## Exercise
Copy out every line of the records below word for word, but leave out the pictures.

## Data extract
>> start
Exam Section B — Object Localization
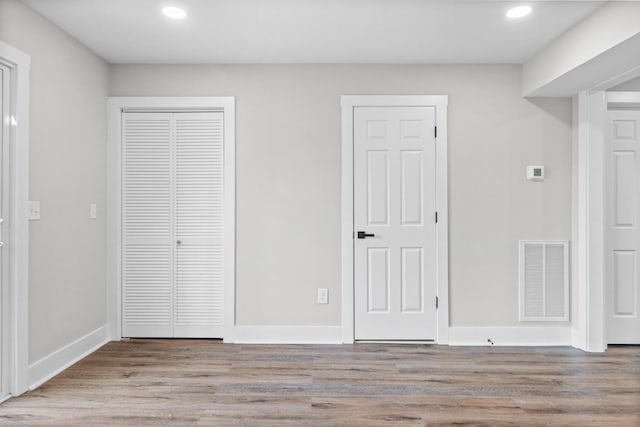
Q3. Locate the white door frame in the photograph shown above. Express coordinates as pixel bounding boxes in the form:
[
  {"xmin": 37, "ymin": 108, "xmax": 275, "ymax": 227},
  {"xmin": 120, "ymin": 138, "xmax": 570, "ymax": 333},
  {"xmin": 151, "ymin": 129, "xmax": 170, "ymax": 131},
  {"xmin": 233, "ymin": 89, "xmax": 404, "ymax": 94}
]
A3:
>> end
## Completed exercise
Exam Section B — Object Localization
Q3. Locate the white door frame in the photograph shown above. Express coordinates as pixel bounding boxes in the form:
[
  {"xmin": 37, "ymin": 108, "xmax": 275, "ymax": 227},
  {"xmin": 120, "ymin": 138, "xmax": 570, "ymax": 333},
  {"xmin": 151, "ymin": 129, "xmax": 170, "ymax": 131},
  {"xmin": 233, "ymin": 89, "xmax": 404, "ymax": 94}
]
A3:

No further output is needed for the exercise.